WORK INSTRUCTIONS:
For each entry below, write an exact copy and leave out the images.

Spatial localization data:
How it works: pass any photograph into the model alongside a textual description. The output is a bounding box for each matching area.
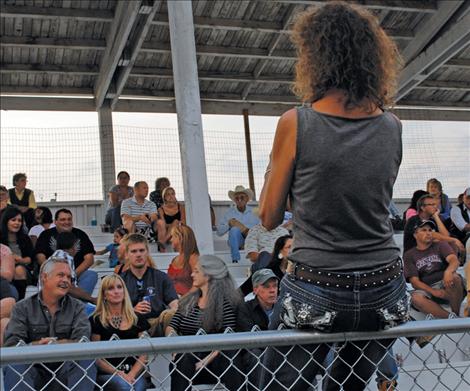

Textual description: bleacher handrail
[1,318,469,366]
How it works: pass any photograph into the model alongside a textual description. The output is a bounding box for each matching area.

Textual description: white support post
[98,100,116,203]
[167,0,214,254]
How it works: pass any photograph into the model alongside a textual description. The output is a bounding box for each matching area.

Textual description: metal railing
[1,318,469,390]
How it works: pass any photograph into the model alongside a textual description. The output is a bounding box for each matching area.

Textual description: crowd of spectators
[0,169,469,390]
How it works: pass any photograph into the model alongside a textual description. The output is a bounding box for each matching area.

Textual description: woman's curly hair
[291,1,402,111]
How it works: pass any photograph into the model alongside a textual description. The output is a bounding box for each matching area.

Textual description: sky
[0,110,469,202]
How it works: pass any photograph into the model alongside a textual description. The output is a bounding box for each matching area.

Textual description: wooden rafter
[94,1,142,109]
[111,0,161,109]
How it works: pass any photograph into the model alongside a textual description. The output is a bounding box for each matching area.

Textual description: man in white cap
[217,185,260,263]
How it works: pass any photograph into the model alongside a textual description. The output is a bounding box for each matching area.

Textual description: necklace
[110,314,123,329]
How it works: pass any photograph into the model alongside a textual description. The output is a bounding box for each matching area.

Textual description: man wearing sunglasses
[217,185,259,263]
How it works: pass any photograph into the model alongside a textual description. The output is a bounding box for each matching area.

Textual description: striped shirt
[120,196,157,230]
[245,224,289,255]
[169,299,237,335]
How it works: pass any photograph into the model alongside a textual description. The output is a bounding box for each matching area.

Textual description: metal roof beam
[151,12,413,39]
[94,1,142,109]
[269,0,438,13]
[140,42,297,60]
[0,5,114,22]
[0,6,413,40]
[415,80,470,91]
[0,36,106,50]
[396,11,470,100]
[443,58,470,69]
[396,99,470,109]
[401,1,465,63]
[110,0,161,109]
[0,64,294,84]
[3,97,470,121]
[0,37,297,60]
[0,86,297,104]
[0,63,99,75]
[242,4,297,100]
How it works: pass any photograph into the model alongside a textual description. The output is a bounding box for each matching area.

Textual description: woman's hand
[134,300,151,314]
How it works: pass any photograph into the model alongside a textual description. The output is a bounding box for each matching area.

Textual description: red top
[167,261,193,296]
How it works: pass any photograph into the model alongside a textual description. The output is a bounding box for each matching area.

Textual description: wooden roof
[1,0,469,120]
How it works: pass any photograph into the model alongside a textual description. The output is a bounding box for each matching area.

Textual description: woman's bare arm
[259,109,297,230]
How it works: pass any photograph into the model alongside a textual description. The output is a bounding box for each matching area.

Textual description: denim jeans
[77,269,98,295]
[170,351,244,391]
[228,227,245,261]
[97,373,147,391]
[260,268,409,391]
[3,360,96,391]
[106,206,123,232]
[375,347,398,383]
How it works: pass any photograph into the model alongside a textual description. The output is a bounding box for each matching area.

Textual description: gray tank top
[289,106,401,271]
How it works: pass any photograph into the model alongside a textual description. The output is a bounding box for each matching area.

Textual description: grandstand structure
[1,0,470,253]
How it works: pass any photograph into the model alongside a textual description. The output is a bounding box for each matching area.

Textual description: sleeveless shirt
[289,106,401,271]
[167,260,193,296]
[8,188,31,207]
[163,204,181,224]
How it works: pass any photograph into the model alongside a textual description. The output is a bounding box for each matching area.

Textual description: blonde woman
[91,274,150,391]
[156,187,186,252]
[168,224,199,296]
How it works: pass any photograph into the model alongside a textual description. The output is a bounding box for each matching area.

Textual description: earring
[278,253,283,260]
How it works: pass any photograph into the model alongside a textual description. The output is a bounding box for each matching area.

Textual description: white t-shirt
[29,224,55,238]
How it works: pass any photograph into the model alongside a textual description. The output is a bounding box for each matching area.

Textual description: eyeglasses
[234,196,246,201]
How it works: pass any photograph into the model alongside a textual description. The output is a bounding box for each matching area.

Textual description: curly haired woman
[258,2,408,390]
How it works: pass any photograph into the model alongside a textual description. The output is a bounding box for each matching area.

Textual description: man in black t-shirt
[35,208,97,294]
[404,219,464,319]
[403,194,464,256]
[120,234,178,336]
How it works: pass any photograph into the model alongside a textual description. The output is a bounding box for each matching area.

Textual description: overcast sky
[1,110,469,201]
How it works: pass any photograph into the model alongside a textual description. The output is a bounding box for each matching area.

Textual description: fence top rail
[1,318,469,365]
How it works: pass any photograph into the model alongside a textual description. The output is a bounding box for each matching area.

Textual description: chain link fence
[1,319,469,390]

ANSWER SECTION:
How it works: pass any photograph into the model alongside a textual description. The output is a bounding box for each matching area.

Textual description: bleacher handrail
[1,318,469,366]
How it works: pass any photograph into the model alongside a textual description. The output is a bounding box for each matching area.

Textual description: white support post
[98,100,116,203]
[167,0,214,254]
How it works: pass any photograph into the model alongside a textual description. The output is a bounding box for each matching area.

Textual description: metal railing
[1,318,469,390]
How it works: pass any photograph into the model alongside a textual description. The output is a bounding box for each matching area.

Textual description: crowd of spectators
[0,169,469,390]
How it works: pass any photograph into the model alongside a textual description. The output is a bounding box for each matching area.

Textual description: woman's curly hair
[291,1,402,111]
How it works: pass any photograph into the model alongside a textual description. The output is a bounding box for each matching area.

Textual description: sky
[0,110,469,202]
How it works: pass any photograph into the model alongside a textual description. The output is a bounding box for each matching area.

Textual description: wooden rafter
[94,1,142,109]
[111,0,161,109]
How it works: pass any photograph into the model alongside a textual description. The output is a bounding box for each matching area.

Textual description: man in white cap
[217,185,260,263]
How it works: pass any photograph into the model alongside a textual description. The output is a bounding box for each matching area.

Textual description: necklace
[110,314,123,329]
How it works: pass any photograph into the model alongside a textual description. The output is a bounding box for each matching area.

Textual description: man wearing sunglasses
[217,185,259,263]
How it works: pass any photograph into the model alongside a textual description. The output is a bounding box for each matching area.

Textual description: striped shirt
[120,196,157,230]
[245,224,289,255]
[169,299,237,335]
How it works: pass any photograph into the model alongside a textual description. The output is a bounding box for each matching area.

Textual description: metal roof beam
[151,12,413,39]
[94,1,142,109]
[269,0,438,13]
[140,42,297,60]
[0,5,114,22]
[0,6,413,40]
[415,80,470,91]
[0,36,106,50]
[396,11,470,100]
[443,58,470,69]
[396,99,470,109]
[401,1,465,63]
[110,0,161,109]
[0,64,294,84]
[3,97,470,121]
[0,37,297,60]
[0,86,297,104]
[0,63,99,75]
[242,4,297,100]
How it works: pass any photograph into the model alongside a textual description. The output is a bounding box for each matching area.

Textual description: woman's hand
[134,300,151,314]
How it works: pass any photograph into the model alongside a textual description. The output is a bounding box for each matching area.

Textual description: red top
[167,261,193,296]
How it works: pass any photograph into the model alongside a textual description. The output is a bounding box for each matching area.

Textual description: wooden roof
[1,0,469,120]
How it works: pass any photograph into the model alongside a textual description. The output is a bounding box for each matching area.

Textual description: woman's bare arm
[259,109,297,230]
How it works: pass any photograph into the model alongside a textual description. The output is a bounding box for each matching area.

Textual description: denim jeans
[77,269,98,295]
[170,351,244,391]
[228,227,245,261]
[97,373,147,391]
[260,268,409,391]
[3,360,96,391]
[106,206,123,232]
[375,347,398,383]
How it works: pass any photograph into the model alongside a textual description. The output is a bounding box for each matching area.

Textual description: gray tank top
[289,106,401,271]
How it works: pass any photograph into the model alongside a textual description. The output is a bounding box for each matching area.

Textual description: grandstand structure
[1,0,470,253]
How it works: pass any photograph into the model alongside a textual description. The output is a bounding box for each matching area.

Textual description: sleeveless shirt
[289,106,401,271]
[167,260,193,296]
[8,188,31,207]
[163,204,181,224]
How it works: pass any photograph into the model alongside a textual description. The output is a bounding box for each matching area.

Textual description: blonde woman
[91,274,150,391]
[156,187,186,252]
[168,224,199,296]
How it works: pass any photograph into the model alongside a textual description. The output is a bounding box for each matching area.

Textual description: earring
[278,253,283,260]
How it works: pass any photograph into the model alongside a textual description. The output is a bounding box for each matching area.

Textual description: white t-shirt
[29,224,55,238]
How it works: pass any photograph into the model alongside a textual description. The output is a bounding box for each matching area.

Textual description: eyeglasses
[234,196,246,201]
How it works: pass any photograph into the model alongside a textual description. The output is a bounding box for each matching area.

Textual description: curly haired woman
[258,2,408,390]
How it works: pass any photograph into the model alongside a textual description. The output is a bounding box for each matching area.

Textual description: man in black t-shirt
[35,208,97,294]
[404,219,464,319]
[403,194,464,256]
[120,234,178,336]
How it works: pass any photograph into the model alongside a textual description. The output is a bounding box for each matching area.

Textual description: overcast sky
[1,110,469,201]
How it works: pass any photograph into the model alongside a textual description. The output is a bounding box for each matching area.

Textual description: fence top rail
[1,318,469,365]
How it works: pass any photograph into the model alongside a textual description. The output is a bounding box for each matching area.

Textual description: chain link fence
[1,319,469,390]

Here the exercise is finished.